• PROBLEM STATEMENT: Whenever a line below mentions the word "target", that line should be copied.

LISTED RECORDS START

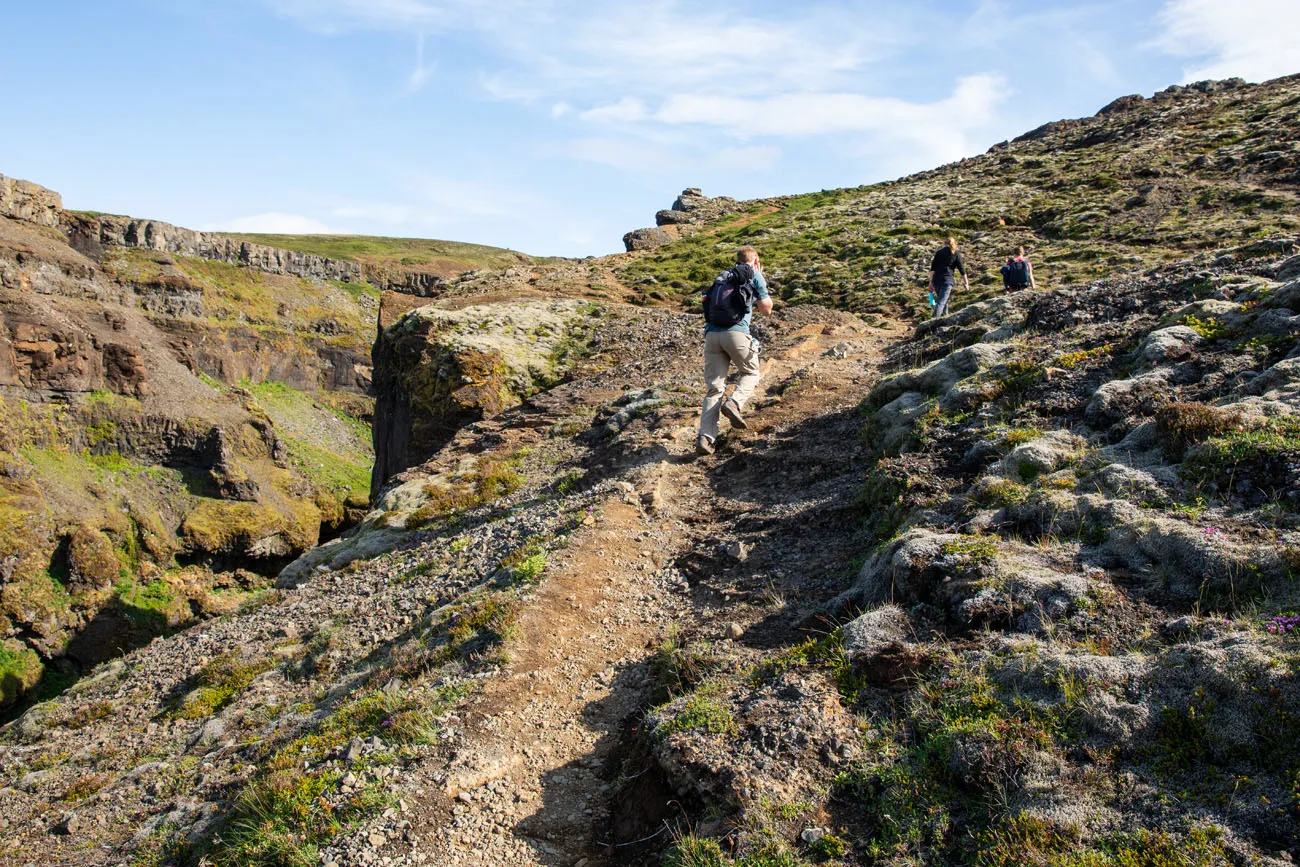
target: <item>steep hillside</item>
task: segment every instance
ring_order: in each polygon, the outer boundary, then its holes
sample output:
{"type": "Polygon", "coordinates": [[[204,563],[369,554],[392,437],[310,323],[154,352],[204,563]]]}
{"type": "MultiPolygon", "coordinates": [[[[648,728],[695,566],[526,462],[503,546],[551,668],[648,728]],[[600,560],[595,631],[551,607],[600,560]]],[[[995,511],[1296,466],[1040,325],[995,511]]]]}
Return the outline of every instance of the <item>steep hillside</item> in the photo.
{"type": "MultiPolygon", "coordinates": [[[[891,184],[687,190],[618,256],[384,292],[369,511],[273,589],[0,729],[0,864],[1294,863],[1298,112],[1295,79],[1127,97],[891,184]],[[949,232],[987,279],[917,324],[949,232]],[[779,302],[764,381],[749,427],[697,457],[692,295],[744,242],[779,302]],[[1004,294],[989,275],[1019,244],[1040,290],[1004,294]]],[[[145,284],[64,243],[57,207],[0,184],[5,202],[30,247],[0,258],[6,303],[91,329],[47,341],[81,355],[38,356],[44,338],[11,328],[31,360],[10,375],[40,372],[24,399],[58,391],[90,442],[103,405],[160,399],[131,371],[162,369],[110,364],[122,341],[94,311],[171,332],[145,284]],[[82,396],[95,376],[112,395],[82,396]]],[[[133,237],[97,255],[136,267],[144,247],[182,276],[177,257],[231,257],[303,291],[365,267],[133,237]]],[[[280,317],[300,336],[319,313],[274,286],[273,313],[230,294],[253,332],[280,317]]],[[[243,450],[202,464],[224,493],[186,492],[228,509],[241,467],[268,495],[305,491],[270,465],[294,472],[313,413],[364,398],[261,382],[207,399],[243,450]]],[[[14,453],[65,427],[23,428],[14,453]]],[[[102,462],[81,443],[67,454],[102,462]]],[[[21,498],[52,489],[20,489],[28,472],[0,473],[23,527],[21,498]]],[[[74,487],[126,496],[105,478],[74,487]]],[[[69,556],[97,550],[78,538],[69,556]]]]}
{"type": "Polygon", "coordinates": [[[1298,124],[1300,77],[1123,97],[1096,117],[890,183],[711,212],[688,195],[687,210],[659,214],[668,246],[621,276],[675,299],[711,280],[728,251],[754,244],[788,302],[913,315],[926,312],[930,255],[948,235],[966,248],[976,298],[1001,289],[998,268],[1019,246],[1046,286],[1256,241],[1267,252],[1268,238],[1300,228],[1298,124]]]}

LISTED RECORDS END
LISTED RECORDS START

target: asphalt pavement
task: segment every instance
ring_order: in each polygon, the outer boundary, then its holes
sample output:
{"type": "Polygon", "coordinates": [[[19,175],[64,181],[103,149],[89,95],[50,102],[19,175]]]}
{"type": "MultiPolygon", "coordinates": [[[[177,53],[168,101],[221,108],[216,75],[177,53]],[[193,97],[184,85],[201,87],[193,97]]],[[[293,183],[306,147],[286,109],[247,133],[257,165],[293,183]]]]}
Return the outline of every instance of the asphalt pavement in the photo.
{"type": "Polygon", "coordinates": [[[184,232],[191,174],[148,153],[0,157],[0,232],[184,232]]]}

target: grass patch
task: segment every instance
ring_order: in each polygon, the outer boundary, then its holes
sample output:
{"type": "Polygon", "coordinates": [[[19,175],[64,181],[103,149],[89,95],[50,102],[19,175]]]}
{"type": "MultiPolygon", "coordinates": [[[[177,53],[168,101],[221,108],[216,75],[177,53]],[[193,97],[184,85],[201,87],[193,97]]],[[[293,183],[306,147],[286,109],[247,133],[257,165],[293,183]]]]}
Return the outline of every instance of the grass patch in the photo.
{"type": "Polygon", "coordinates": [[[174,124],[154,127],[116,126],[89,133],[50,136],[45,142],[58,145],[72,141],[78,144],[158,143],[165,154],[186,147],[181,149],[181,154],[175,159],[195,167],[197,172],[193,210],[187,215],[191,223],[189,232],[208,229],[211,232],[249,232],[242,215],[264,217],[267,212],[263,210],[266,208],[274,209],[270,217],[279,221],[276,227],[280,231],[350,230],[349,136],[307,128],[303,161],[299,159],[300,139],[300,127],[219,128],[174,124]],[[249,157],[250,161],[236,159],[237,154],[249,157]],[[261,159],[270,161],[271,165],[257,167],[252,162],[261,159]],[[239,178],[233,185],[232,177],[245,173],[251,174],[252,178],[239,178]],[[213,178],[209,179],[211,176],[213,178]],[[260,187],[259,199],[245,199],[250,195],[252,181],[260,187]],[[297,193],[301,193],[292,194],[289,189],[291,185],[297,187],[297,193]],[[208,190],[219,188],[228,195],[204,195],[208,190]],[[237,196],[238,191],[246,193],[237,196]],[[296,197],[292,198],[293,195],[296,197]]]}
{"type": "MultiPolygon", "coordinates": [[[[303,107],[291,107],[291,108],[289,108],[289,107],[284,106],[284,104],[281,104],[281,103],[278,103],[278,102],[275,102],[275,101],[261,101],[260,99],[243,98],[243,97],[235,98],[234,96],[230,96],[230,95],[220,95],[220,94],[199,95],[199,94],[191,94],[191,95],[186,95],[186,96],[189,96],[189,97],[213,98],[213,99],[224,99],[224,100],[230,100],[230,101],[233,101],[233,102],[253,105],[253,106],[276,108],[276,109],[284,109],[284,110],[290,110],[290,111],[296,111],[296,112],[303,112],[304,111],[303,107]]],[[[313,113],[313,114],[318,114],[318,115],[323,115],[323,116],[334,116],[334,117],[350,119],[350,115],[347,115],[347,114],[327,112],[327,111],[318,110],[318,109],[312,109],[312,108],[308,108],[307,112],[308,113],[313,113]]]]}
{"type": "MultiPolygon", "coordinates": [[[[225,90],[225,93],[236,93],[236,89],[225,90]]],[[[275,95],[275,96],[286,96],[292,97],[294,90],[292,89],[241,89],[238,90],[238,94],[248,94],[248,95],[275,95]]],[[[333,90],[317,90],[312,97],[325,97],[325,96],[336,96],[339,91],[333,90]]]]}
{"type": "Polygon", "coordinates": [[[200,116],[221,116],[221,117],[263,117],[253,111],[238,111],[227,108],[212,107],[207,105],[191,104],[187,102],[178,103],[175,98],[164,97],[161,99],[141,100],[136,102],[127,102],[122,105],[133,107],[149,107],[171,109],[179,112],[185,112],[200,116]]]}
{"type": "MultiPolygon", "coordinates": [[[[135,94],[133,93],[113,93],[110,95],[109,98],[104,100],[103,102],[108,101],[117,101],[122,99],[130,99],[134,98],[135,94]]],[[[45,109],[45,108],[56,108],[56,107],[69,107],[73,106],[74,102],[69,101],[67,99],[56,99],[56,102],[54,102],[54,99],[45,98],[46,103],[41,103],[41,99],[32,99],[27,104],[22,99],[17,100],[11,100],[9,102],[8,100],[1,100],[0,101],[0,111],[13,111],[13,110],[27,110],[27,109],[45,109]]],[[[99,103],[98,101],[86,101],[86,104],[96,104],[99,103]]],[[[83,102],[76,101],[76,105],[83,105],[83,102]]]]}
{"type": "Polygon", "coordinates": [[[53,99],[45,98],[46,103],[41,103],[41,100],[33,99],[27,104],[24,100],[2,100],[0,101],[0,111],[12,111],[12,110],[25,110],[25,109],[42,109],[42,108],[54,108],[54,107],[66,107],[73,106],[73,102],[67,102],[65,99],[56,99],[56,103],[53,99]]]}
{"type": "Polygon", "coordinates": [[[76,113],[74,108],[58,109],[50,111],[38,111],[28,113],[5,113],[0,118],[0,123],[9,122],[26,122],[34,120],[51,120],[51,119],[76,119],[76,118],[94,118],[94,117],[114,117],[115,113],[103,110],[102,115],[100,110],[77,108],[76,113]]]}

LISTED RECORDS END

• RESULT FOR THIS TASK:
target: <item>steep hillside</item>
target: asphalt pavement
target: grass patch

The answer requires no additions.